▸ **Extrait de page**:
▼▼▼

Il n'empêche que, lundi soir, quand j'ai reçu ces trois mails (un en réponse à celui que je lui avais envoyé le matin, deux transférés), j'ai salement flippé : si les inscriptions pédagogiques sont cette semaine, ça signifie qu'il faudrait que je lui envoie, dans l'idéal, demain mon programme de cours ou au moins une description. Ce qui veut dire qu'il faut que je monte mon TD là, maintenant, tout de suite, dans la nuit.

Je n'ai jamais fait ça et, en plus, ça n'a aucun rapport avec ce que j'étudie à longueur de journée.

Damnède.

J'ai dû changer de couleur, parce que Chéri s'approche de moi : "Ça va ? Il y a quelque chose qui ne va pas ?" Je prends mon ton le plus résolu et le plus désespéré : "J'ai la nuit pour monter entièrement mon TD." Il compatit et retourne à ses transcriptions de Verdi, qui, elles aussi, vont lui prendre la nuit et qui le gonflent sans doute encore plus que moi de me voir ainsi brutalement le dos au mur, quand tous les autres ont eu deux semaines tranquilles pour faire le même boulot.

▲▲▲

▸ **Consigne 1**: Relevez chaque ligne des entrées contenant la chaîne "tall", en tenant compte de la casse.
Les entrées n'ont aucun lien avec l'extrait de page.

▸ **Extrait de données**:
▼▼▼

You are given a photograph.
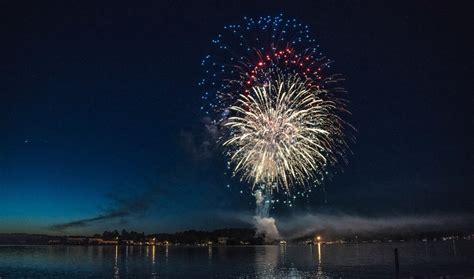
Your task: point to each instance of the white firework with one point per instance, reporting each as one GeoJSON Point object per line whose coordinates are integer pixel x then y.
{"type": "Point", "coordinates": [283, 133]}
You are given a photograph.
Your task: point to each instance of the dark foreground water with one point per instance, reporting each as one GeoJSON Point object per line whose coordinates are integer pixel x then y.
{"type": "Point", "coordinates": [373, 260]}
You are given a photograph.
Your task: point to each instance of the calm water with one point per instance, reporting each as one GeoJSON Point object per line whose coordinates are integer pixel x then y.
{"type": "Point", "coordinates": [293, 261]}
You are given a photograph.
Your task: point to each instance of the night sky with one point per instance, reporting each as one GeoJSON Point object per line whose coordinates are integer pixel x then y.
{"type": "Point", "coordinates": [100, 126]}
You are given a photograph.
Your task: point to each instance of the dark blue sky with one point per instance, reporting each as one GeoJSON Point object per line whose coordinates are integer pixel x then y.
{"type": "Point", "coordinates": [99, 112]}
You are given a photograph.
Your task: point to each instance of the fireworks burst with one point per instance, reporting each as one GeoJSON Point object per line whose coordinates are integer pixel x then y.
{"type": "Point", "coordinates": [278, 108]}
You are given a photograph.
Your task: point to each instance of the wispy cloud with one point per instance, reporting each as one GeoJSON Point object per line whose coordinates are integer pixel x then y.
{"type": "Point", "coordinates": [121, 207]}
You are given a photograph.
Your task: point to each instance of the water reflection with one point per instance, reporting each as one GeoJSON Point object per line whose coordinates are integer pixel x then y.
{"type": "Point", "coordinates": [432, 259]}
{"type": "Point", "coordinates": [116, 268]}
{"type": "Point", "coordinates": [320, 268]}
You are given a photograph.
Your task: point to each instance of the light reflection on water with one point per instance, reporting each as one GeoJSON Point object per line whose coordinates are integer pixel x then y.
{"type": "Point", "coordinates": [278, 261]}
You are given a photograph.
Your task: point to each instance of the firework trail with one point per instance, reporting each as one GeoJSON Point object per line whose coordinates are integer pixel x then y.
{"type": "Point", "coordinates": [278, 107]}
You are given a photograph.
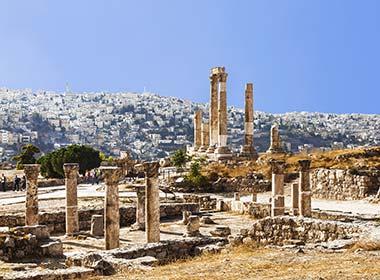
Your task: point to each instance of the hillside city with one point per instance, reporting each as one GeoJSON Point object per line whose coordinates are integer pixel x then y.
{"type": "Point", "coordinates": [151, 126]}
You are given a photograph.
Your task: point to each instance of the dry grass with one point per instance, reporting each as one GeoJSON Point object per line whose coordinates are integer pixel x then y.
{"type": "Point", "coordinates": [258, 263]}
{"type": "Point", "coordinates": [339, 159]}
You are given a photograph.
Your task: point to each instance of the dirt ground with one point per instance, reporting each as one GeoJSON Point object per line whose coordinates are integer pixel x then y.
{"type": "Point", "coordinates": [247, 262]}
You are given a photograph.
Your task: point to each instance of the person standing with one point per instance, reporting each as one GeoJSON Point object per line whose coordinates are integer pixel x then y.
{"type": "Point", "coordinates": [3, 182]}
{"type": "Point", "coordinates": [23, 183]}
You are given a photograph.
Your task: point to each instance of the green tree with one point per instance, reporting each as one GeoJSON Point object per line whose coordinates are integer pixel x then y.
{"type": "Point", "coordinates": [52, 163]}
{"type": "Point", "coordinates": [179, 158]}
{"type": "Point", "coordinates": [26, 156]}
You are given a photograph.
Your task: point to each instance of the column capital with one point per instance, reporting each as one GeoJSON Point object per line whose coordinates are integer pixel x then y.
{"type": "Point", "coordinates": [71, 169]}
{"type": "Point", "coordinates": [151, 169]}
{"type": "Point", "coordinates": [304, 164]}
{"type": "Point", "coordinates": [31, 170]}
{"type": "Point", "coordinates": [249, 87]}
{"type": "Point", "coordinates": [277, 166]}
{"type": "Point", "coordinates": [112, 174]}
{"type": "Point", "coordinates": [223, 77]}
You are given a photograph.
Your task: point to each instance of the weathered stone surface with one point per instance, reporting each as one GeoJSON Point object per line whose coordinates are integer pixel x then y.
{"type": "Point", "coordinates": [97, 225]}
{"type": "Point", "coordinates": [221, 231]}
{"type": "Point", "coordinates": [248, 149]}
{"type": "Point", "coordinates": [72, 219]}
{"type": "Point", "coordinates": [192, 227]}
{"type": "Point", "coordinates": [111, 205]}
{"type": "Point", "coordinates": [277, 230]}
{"type": "Point", "coordinates": [343, 184]}
{"type": "Point", "coordinates": [31, 202]}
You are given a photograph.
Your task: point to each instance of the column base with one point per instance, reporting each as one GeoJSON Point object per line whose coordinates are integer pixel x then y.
{"type": "Point", "coordinates": [137, 227]}
{"type": "Point", "coordinates": [277, 211]}
{"type": "Point", "coordinates": [275, 151]}
{"type": "Point", "coordinates": [248, 152]}
{"type": "Point", "coordinates": [223, 153]}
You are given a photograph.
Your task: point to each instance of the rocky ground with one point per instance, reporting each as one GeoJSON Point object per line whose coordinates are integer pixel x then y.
{"type": "Point", "coordinates": [248, 262]}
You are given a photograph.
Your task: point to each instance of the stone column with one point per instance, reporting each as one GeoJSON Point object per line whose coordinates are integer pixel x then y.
{"type": "Point", "coordinates": [31, 202]}
{"type": "Point", "coordinates": [205, 137]}
{"type": "Point", "coordinates": [152, 202]}
{"type": "Point", "coordinates": [197, 130]}
{"type": "Point", "coordinates": [275, 141]}
{"type": "Point", "coordinates": [111, 207]}
{"type": "Point", "coordinates": [278, 199]}
{"type": "Point", "coordinates": [294, 198]}
{"type": "Point", "coordinates": [248, 149]}
{"type": "Point", "coordinates": [213, 112]}
{"type": "Point", "coordinates": [304, 188]}
{"type": "Point", "coordinates": [222, 150]}
{"type": "Point", "coordinates": [71, 174]}
{"type": "Point", "coordinates": [140, 209]}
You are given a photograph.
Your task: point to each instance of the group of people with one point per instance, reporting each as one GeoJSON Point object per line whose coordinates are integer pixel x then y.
{"type": "Point", "coordinates": [93, 177]}
{"type": "Point", "coordinates": [19, 183]}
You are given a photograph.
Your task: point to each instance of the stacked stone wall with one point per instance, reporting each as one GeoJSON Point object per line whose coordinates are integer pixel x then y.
{"type": "Point", "coordinates": [55, 221]}
{"type": "Point", "coordinates": [344, 184]}
{"type": "Point", "coordinates": [29, 241]}
{"type": "Point", "coordinates": [279, 229]}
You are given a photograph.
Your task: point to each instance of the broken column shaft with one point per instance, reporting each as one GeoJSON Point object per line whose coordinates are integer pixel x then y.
{"type": "Point", "coordinates": [248, 149]}
{"type": "Point", "coordinates": [197, 130]}
{"type": "Point", "coordinates": [278, 199]}
{"type": "Point", "coordinates": [111, 208]}
{"type": "Point", "coordinates": [152, 202]}
{"type": "Point", "coordinates": [31, 202]}
{"type": "Point", "coordinates": [71, 174]}
{"type": "Point", "coordinates": [304, 189]}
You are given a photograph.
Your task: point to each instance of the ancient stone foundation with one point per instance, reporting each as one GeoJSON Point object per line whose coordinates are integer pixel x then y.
{"type": "Point", "coordinates": [31, 202]}
{"type": "Point", "coordinates": [72, 221]}
{"type": "Point", "coordinates": [344, 184]}
{"type": "Point", "coordinates": [277, 230]}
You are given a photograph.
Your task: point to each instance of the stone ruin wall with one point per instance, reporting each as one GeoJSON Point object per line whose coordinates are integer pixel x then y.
{"type": "Point", "coordinates": [343, 185]}
{"type": "Point", "coordinates": [280, 229]}
{"type": "Point", "coordinates": [28, 241]}
{"type": "Point", "coordinates": [55, 221]}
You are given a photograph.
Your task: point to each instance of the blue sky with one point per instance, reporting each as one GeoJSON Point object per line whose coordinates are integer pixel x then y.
{"type": "Point", "coordinates": [302, 55]}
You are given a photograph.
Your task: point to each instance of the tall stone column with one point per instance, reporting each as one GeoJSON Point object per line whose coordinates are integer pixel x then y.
{"type": "Point", "coordinates": [112, 176]}
{"type": "Point", "coordinates": [248, 149]}
{"type": "Point", "coordinates": [31, 202]}
{"type": "Point", "coordinates": [222, 150]}
{"type": "Point", "coordinates": [304, 188]}
{"type": "Point", "coordinates": [278, 199]}
{"type": "Point", "coordinates": [213, 112]}
{"type": "Point", "coordinates": [294, 193]}
{"type": "Point", "coordinates": [275, 140]}
{"type": "Point", "coordinates": [140, 209]}
{"type": "Point", "coordinates": [205, 137]}
{"type": "Point", "coordinates": [71, 174]}
{"type": "Point", "coordinates": [152, 200]}
{"type": "Point", "coordinates": [197, 130]}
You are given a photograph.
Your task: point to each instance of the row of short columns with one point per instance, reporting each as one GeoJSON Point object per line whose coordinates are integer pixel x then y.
{"type": "Point", "coordinates": [148, 205]}
{"type": "Point", "coordinates": [300, 192]}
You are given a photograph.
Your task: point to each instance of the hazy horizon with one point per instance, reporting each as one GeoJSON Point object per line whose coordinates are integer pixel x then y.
{"type": "Point", "coordinates": [319, 56]}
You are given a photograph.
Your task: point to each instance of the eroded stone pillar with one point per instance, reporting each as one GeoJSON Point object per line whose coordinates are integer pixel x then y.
{"type": "Point", "coordinates": [152, 202]}
{"type": "Point", "coordinates": [140, 209]}
{"type": "Point", "coordinates": [205, 137]}
{"type": "Point", "coordinates": [71, 174]}
{"type": "Point", "coordinates": [197, 130]}
{"type": "Point", "coordinates": [31, 201]}
{"type": "Point", "coordinates": [304, 188]}
{"type": "Point", "coordinates": [222, 150]}
{"type": "Point", "coordinates": [213, 112]}
{"type": "Point", "coordinates": [275, 140]}
{"type": "Point", "coordinates": [112, 176]}
{"type": "Point", "coordinates": [278, 199]}
{"type": "Point", "coordinates": [248, 149]}
{"type": "Point", "coordinates": [294, 193]}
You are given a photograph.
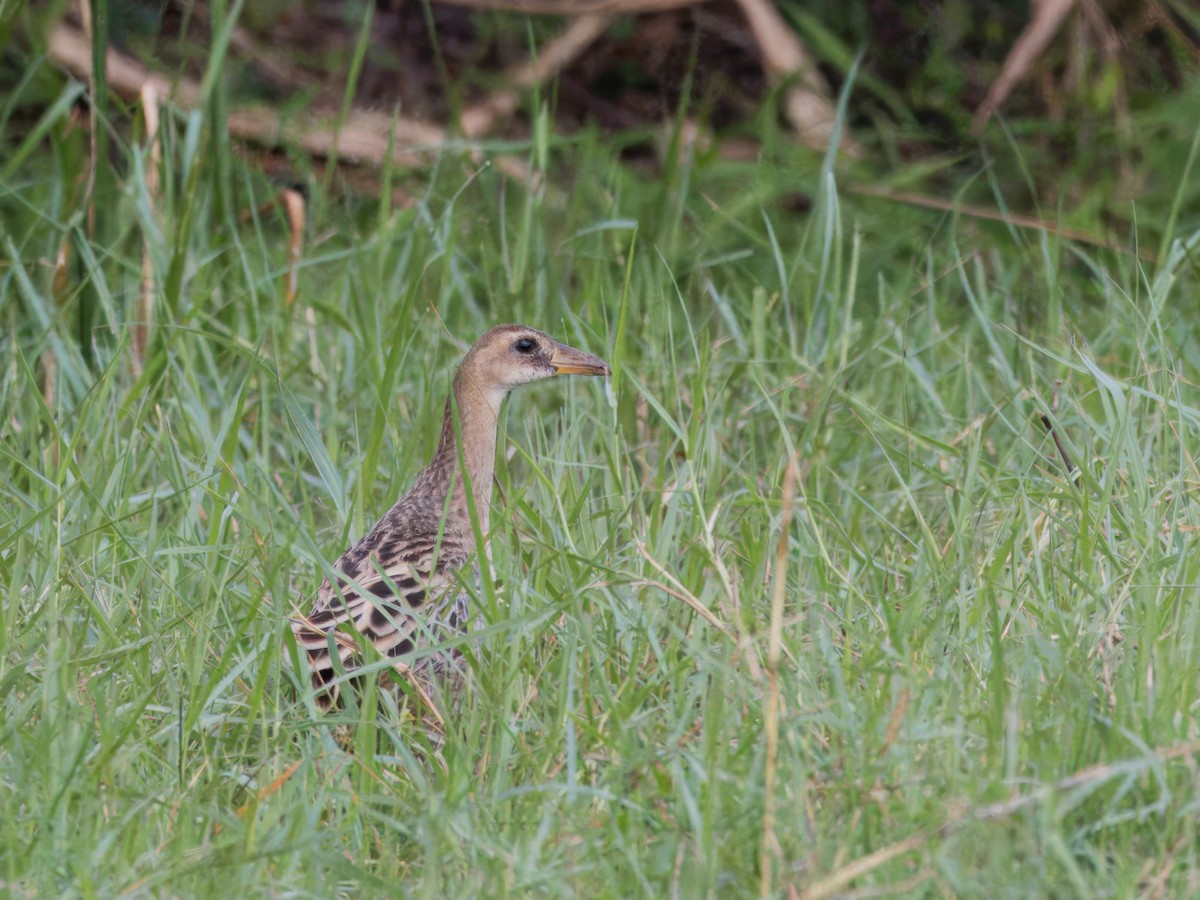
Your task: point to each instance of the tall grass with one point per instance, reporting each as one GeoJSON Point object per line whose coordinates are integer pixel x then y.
{"type": "Point", "coordinates": [988, 672]}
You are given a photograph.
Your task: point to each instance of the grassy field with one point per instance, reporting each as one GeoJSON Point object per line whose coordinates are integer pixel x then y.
{"type": "Point", "coordinates": [937, 664]}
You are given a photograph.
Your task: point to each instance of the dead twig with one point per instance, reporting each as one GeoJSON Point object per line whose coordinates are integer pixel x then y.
{"type": "Point", "coordinates": [676, 589]}
{"type": "Point", "coordinates": [363, 137]}
{"type": "Point", "coordinates": [553, 58]}
{"type": "Point", "coordinates": [1048, 17]}
{"type": "Point", "coordinates": [807, 101]}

▲▲▲

▸ **Consigne 2**: Indiquez si chacune de ces affirmations concorde avec l'extrait de page, en citant mot pour mot le passage décisif : (a) les trois mails sont arrivés lundi matin ; (b) Chéri travaille à des transcriptions de Verdi ; (c) la personne qui raconte a déjà monté un TD auparavant.

▸ **Réponse attendue 1**:
Your task: point to each instance of the tall stone column with one point per instance, reporting each as one GeoJSON Point object per line whose coordinates are integer pixel x then y.
Your task: point to each instance of the tall grass with one point per instance, reporting each as one GeoJSON Point object per line whose coordinates are integer pixel x then y.

▸ **Réponse attendue 2**:
(a) Non : « lundi soir, quand j'ai reçu ces trois mails ».
(b) Oui : « retourne à ses transcriptions de Verdi ».
(c) Non : « Je n'ai jamais fait ça ».